■ **Page text**:

Nam, Jeong-Kwang (Environment & Research Center, Korea Research Institute of Chemical Technology (KRICT))
Lee, Ji-Hye (Green Chemistry and Environmental Biotechnology, University of Science and Technology)
Song, Sang-Hoon (Environment & Research Center, Korea Research Institute of Chemical Technology (KRICT))
Ahn, Hong-Chan (Environment & Research Center, Korea Research Institute of Chemical Technology (KRICT))
Chang, Tae-Sun (Environment & Research Center, Korea Research Institute of Chemical Technology (KRICT))
Suh, Jeong-Kwon (Environment & Research Center, Korea Research Institute of Chemical Technology (KRICT))
Kim, Seong-Bo (Environment & Research Center, Korea Research Institute of Chemical Technology (KRICT))

■ **Records provided**:
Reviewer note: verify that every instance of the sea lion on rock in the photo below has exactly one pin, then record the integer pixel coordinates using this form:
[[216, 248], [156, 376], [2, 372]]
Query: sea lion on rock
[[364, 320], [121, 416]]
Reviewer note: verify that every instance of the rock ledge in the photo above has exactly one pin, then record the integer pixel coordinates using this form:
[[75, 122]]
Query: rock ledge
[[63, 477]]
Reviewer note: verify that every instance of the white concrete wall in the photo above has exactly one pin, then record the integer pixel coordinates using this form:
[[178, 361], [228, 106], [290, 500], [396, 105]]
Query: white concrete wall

■ **Objective**:
Reproduce the passage of the author list that begins at the words "Nam, Jeong-Kwang (Environment" and stops after "Science and Technology)".

■ **Exercise response**:
Nam, Jeong-Kwang (Environment & Research Center, Korea Research Institute of Chemical Technology (KRICT))
Lee, Ji-Hye (Green Chemistry and Environmental Biotechnology, University of Science and Technology)